▸ **Stated exercise**
Please condense the paragraph of the bug report below that begins "With the upload of upstream version 3.0.1" while keeping its main facts.

▸ **Reading text**
Your message dated Thu, 31 May 2018 13:40:32 +0200
with message-id <[email protected]>
and subject line Re: Bug#896886: openmpi: upstream version 3.0.1 makes lots of
autopkgtests flaky
has caused the Debian Bug report #896886,
regarding openmpi: upstream version 3.0.1 makes lots of autopkgtests flaky
to be marked as done.
This means that you claim that the problem has been dealt with.
If this is not the case it is now your responsibility to reopen the
Bug report if necessary, and/or fix the problem forthwith.
(NB: If you are a system administrator and have no idea what this
message is talking about, this may indicate a serious mail system
misconfiguration somewhere. Please contact [email protected]
immediately.)
--
896886: https://bugs.debian.org/cgi-bin/bugreport.cgi?bug=896886
Debian Bug Tracking System
Contact [email protected] with problems
--- Begin Message ---
Source: openmpi
Version: 3.0.1-1
Severity: normal
User: [email protected]
Usertags: breaks
Control: affects -1 src:lammps
Control: affects -1 src:esys-particle
Control: affects -1 src:liggghts
Control: affects -1 src:gerris
Control: affects -1 src:gmsh
Control: affects -1 src:ray
With the upload of upstream version 3.0.1 of openmpi to Debian, the
autopkgtest of lammps¹, esys-particle², liggghts³, gerris⁴, gmsh⁵, ray⁶
started to regularly fail with an error similar to the one copied below.
(ray is also seeing another issue)
Unfortunately there was the transition and some issues with the CI
infrastructure intermixed (those give different errors though), so not
all failures are due to this issue. However, I can also not exclude that
all these issues are due to a packages mixing different versions of
libopenmpi* due to the transition. However, if they can't be mixed, I
think openmpi should be blocked from migrating to testing until the
transition is finished (I thought that as a library it would be allowed
to migrate before all reverse dependencies are rebuild if it doesn't
break installability, as the old library will stay in the archive until
all reverse dependencies are rebuild and migrated).
It has been pointed out in a previous issue that autopkgtest may be
sensitive to the hardware they run on, so I tried to check which workers
pass and which workers fail with this error (for most, I also note the
version of openmpi that was involved). Unfortunately, there are worker
were test both pass and fail (7, 8).
I hope you can investigate the issue.

▸ **Data records**
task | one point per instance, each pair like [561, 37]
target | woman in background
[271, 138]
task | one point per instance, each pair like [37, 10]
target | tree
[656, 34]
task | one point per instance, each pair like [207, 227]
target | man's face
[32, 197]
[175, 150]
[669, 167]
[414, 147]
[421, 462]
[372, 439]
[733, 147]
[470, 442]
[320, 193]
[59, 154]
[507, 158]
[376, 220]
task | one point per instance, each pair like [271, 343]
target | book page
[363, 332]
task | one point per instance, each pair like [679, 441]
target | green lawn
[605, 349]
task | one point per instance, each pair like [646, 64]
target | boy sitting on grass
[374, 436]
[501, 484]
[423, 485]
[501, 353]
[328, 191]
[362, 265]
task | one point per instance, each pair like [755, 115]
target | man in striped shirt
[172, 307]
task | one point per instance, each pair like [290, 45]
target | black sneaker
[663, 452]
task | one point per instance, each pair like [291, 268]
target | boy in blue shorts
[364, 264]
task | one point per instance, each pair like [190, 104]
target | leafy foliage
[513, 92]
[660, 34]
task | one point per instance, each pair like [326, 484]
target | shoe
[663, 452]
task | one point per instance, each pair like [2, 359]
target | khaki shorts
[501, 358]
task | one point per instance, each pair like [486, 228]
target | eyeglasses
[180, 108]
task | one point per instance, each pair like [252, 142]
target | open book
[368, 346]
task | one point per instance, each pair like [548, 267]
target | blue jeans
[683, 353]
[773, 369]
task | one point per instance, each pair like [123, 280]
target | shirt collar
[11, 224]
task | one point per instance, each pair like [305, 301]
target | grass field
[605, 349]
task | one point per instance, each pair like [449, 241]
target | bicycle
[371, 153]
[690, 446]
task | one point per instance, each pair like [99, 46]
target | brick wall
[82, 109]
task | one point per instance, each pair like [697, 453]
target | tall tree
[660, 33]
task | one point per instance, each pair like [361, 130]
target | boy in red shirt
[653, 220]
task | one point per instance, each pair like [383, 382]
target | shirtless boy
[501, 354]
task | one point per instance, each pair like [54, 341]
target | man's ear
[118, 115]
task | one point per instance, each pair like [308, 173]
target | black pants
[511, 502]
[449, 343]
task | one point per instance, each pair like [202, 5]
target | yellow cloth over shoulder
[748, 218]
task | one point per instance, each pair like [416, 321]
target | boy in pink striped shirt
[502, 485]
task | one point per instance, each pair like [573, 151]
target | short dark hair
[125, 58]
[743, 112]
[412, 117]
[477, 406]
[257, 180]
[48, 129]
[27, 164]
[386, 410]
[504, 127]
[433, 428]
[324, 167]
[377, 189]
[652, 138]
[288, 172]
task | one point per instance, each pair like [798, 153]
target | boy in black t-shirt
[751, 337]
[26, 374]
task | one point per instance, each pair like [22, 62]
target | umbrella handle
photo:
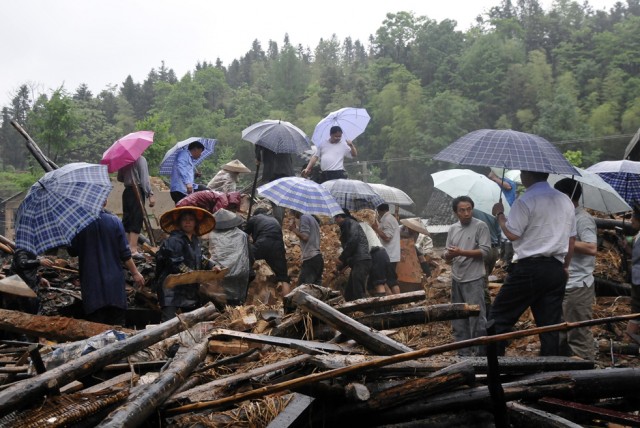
[253, 189]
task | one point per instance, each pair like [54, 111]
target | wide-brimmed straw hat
[235, 166]
[169, 221]
[415, 224]
[225, 219]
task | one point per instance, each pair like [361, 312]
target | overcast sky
[50, 43]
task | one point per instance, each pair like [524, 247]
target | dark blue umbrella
[170, 157]
[506, 149]
[623, 176]
[302, 195]
[61, 204]
[353, 195]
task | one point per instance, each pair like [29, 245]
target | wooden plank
[278, 341]
[525, 417]
[581, 410]
[367, 337]
[296, 411]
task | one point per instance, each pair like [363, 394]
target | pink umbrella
[126, 150]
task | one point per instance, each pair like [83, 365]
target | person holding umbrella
[183, 172]
[181, 252]
[331, 154]
[226, 179]
[542, 227]
[102, 249]
[136, 173]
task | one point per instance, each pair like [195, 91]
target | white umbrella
[392, 195]
[464, 182]
[597, 194]
[353, 122]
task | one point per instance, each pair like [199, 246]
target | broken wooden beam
[21, 394]
[370, 339]
[145, 400]
[377, 302]
[278, 341]
[51, 327]
[419, 315]
[381, 362]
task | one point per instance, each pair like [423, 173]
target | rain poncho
[230, 248]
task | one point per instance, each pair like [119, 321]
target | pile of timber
[255, 366]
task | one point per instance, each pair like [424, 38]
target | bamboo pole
[385, 361]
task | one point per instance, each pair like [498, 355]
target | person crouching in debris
[25, 264]
[181, 253]
[229, 247]
[308, 232]
[355, 254]
[102, 248]
[268, 245]
[468, 242]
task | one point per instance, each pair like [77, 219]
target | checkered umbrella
[170, 157]
[622, 175]
[353, 195]
[392, 195]
[506, 149]
[302, 195]
[61, 204]
[597, 194]
[278, 136]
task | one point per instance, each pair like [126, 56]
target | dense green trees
[570, 74]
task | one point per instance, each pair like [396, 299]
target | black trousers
[536, 283]
[311, 271]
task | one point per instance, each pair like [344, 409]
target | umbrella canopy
[597, 194]
[126, 150]
[622, 175]
[464, 182]
[278, 136]
[352, 120]
[392, 195]
[353, 195]
[169, 158]
[302, 195]
[61, 204]
[506, 149]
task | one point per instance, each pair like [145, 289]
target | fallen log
[374, 364]
[144, 400]
[420, 315]
[525, 417]
[213, 388]
[370, 339]
[586, 412]
[377, 302]
[278, 341]
[21, 394]
[51, 327]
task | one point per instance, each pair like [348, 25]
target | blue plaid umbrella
[60, 205]
[623, 176]
[353, 195]
[506, 149]
[170, 157]
[302, 195]
[278, 136]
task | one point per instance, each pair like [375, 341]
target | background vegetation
[569, 74]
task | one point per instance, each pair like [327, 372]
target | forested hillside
[569, 74]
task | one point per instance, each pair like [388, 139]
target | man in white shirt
[542, 227]
[388, 230]
[331, 154]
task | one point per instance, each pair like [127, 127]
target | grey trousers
[578, 306]
[471, 292]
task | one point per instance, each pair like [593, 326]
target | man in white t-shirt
[388, 230]
[332, 153]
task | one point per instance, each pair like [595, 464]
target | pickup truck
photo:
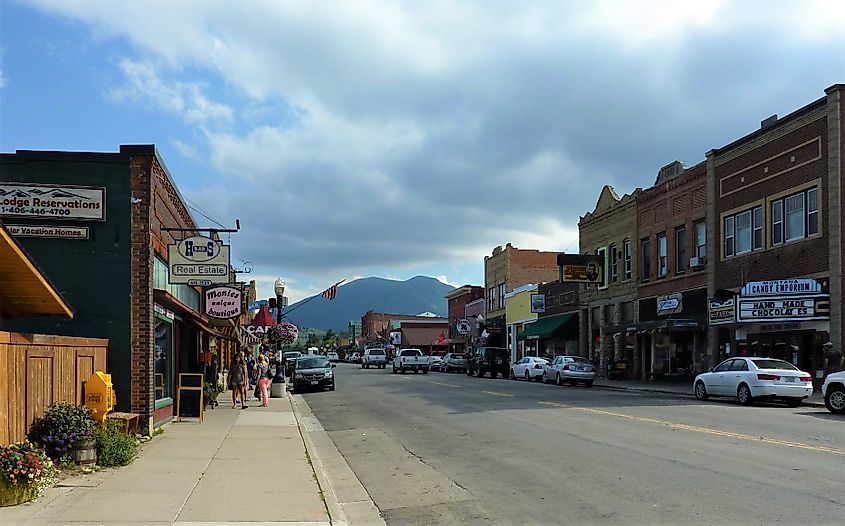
[411, 360]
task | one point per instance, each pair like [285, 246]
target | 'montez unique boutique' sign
[782, 301]
[198, 260]
[223, 303]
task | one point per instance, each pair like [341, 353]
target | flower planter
[14, 494]
[85, 452]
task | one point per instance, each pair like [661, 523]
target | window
[744, 232]
[662, 260]
[680, 250]
[614, 264]
[646, 250]
[796, 216]
[700, 240]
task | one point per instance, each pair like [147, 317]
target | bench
[129, 421]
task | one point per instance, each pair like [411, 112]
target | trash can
[99, 395]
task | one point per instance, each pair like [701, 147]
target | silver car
[571, 369]
[454, 362]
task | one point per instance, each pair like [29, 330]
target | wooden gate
[37, 370]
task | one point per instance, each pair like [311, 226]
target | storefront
[784, 319]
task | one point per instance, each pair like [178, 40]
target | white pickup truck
[411, 360]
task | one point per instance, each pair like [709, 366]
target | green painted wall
[92, 275]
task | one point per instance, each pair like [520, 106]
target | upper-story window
[743, 232]
[614, 263]
[795, 216]
[627, 254]
[662, 255]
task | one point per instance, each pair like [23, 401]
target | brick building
[672, 294]
[775, 211]
[111, 264]
[505, 270]
[457, 302]
[609, 311]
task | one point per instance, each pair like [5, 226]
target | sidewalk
[677, 388]
[238, 466]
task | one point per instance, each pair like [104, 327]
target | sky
[395, 139]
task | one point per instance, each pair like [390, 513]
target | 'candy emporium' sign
[82, 203]
[223, 303]
[782, 301]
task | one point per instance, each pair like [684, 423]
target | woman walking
[237, 378]
[263, 380]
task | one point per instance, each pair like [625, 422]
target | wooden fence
[37, 370]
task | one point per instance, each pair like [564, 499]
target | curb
[364, 510]
[676, 393]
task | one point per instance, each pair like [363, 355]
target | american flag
[330, 292]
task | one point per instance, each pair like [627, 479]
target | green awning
[544, 328]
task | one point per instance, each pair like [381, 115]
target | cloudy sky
[358, 138]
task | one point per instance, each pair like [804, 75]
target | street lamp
[279, 289]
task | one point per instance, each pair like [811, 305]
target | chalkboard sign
[189, 403]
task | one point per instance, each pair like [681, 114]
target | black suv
[495, 360]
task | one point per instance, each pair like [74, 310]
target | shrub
[62, 427]
[114, 447]
[26, 466]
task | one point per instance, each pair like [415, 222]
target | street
[447, 449]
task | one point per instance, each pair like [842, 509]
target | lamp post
[279, 289]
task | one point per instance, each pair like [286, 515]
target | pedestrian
[237, 378]
[264, 379]
[834, 361]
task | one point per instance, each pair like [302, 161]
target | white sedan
[529, 368]
[754, 378]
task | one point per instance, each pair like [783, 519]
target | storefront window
[163, 359]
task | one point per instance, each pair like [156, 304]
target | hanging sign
[198, 260]
[81, 203]
[223, 303]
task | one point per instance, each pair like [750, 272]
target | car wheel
[701, 391]
[743, 394]
[793, 402]
[835, 399]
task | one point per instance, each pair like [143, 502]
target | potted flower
[66, 430]
[25, 471]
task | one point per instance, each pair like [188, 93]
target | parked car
[374, 356]
[410, 360]
[571, 369]
[529, 368]
[454, 362]
[833, 391]
[495, 360]
[753, 378]
[310, 372]
[435, 363]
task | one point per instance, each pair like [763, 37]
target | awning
[24, 290]
[544, 328]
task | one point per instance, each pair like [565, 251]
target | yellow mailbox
[99, 395]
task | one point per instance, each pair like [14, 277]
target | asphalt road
[451, 449]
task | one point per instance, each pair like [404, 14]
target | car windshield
[312, 363]
[774, 364]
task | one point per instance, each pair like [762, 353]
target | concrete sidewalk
[677, 388]
[238, 466]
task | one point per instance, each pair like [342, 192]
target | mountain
[414, 296]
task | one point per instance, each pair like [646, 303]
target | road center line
[706, 430]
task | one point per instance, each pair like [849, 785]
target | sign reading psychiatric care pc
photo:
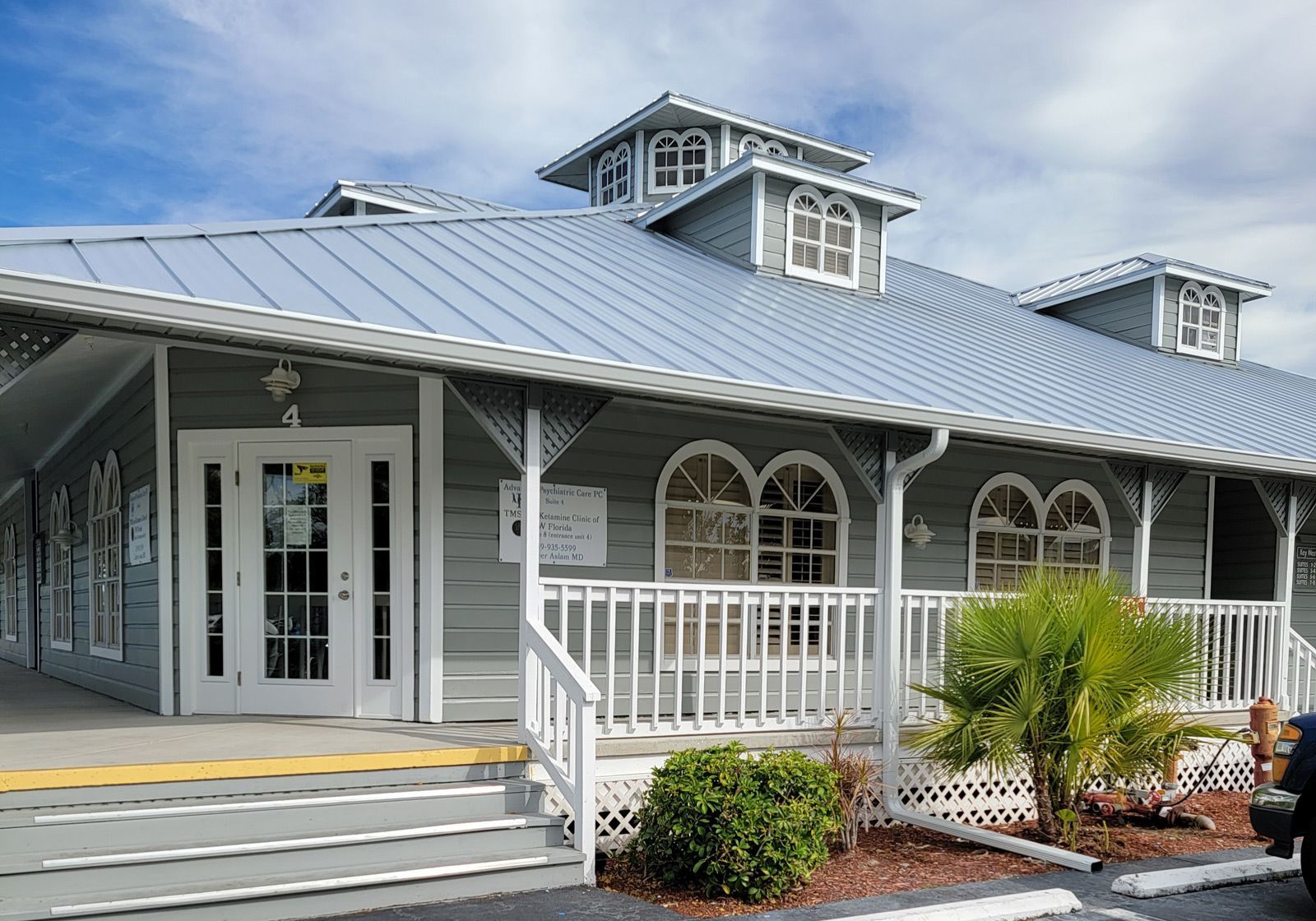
[572, 524]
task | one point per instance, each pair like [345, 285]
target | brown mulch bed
[903, 859]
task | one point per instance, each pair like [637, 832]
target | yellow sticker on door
[311, 473]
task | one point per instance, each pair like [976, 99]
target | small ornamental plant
[736, 824]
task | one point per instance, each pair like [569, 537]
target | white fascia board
[1158, 270]
[774, 166]
[716, 115]
[434, 350]
[388, 201]
[1223, 280]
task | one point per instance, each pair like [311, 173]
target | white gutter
[888, 679]
[177, 313]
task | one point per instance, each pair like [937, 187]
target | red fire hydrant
[1263, 721]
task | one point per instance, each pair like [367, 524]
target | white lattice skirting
[974, 798]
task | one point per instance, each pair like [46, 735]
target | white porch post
[164, 533]
[531, 605]
[1286, 543]
[431, 550]
[1142, 543]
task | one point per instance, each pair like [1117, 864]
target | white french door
[298, 587]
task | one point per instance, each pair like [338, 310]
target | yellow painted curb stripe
[109, 775]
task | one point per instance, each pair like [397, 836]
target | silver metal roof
[677, 111]
[1079, 283]
[410, 194]
[589, 283]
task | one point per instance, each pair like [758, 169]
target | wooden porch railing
[1240, 640]
[678, 658]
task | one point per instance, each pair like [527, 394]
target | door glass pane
[296, 576]
[381, 532]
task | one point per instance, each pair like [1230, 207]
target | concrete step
[76, 796]
[308, 894]
[212, 862]
[179, 822]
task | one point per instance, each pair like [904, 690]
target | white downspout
[892, 553]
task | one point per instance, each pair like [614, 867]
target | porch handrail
[1302, 674]
[675, 658]
[558, 723]
[1240, 638]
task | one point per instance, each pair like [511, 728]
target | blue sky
[1048, 137]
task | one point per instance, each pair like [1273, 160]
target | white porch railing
[677, 658]
[1240, 638]
[1302, 674]
[558, 720]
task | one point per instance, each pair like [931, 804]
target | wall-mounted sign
[316, 471]
[1304, 567]
[296, 525]
[572, 524]
[140, 526]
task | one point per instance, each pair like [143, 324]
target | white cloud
[1046, 137]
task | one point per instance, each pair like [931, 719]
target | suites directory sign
[572, 524]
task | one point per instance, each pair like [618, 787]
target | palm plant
[1068, 682]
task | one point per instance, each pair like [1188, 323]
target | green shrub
[734, 824]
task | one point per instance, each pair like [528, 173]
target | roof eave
[161, 311]
[627, 127]
[901, 201]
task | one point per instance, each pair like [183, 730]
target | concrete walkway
[1274, 901]
[49, 724]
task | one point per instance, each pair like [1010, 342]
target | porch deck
[54, 734]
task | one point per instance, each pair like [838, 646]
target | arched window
[615, 175]
[822, 237]
[802, 516]
[1004, 533]
[11, 585]
[1076, 532]
[678, 161]
[1015, 530]
[1202, 312]
[61, 574]
[105, 528]
[752, 142]
[704, 511]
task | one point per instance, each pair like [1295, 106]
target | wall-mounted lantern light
[919, 533]
[282, 381]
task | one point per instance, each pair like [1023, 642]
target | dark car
[1286, 809]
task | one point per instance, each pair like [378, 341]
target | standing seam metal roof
[589, 283]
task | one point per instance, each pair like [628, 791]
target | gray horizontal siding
[128, 428]
[1124, 312]
[12, 513]
[1170, 319]
[776, 195]
[944, 495]
[721, 225]
[211, 390]
[624, 451]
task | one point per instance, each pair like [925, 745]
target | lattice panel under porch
[974, 798]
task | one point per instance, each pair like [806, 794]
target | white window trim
[824, 201]
[98, 510]
[1043, 507]
[770, 146]
[61, 562]
[651, 173]
[1224, 317]
[754, 482]
[622, 188]
[10, 599]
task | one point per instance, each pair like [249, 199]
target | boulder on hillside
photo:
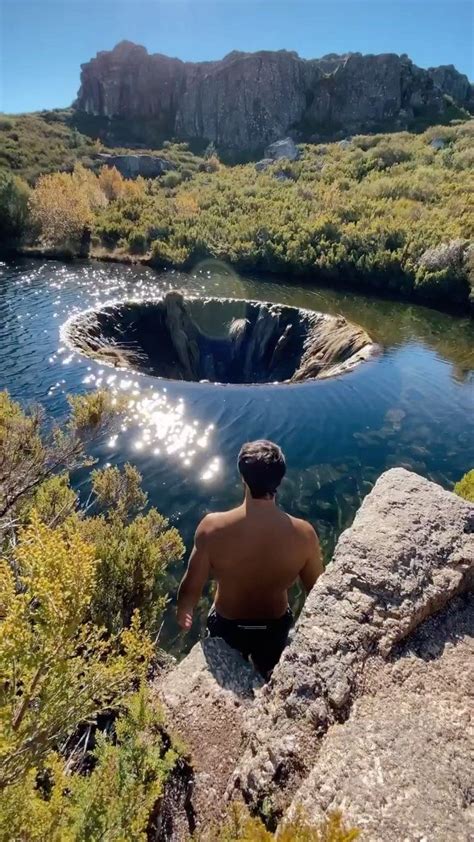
[264, 164]
[204, 698]
[285, 148]
[131, 166]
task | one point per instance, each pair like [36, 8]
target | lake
[413, 405]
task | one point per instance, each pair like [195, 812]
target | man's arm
[193, 581]
[313, 566]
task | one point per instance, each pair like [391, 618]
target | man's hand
[194, 579]
[185, 617]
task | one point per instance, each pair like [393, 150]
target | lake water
[411, 406]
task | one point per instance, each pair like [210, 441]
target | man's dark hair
[262, 466]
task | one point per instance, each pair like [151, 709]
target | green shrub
[137, 242]
[14, 214]
[465, 486]
[241, 827]
[116, 800]
[65, 574]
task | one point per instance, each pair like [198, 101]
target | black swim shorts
[261, 640]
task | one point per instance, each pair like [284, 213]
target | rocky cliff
[248, 100]
[370, 708]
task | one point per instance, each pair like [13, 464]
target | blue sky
[43, 42]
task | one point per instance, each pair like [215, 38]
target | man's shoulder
[304, 528]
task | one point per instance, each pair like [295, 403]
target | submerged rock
[224, 340]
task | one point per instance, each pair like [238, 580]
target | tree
[28, 456]
[63, 205]
[76, 592]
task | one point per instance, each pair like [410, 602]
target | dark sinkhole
[220, 340]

▸ **Result of the exercise**
After openmpi's upstream version 3.0.1 was uploaded to Debian, the autopkgtests of lammps, esys-particle, liggghts, gerris, gmsh and ray began failing regularly with a similar error. Ray also has a separate issue.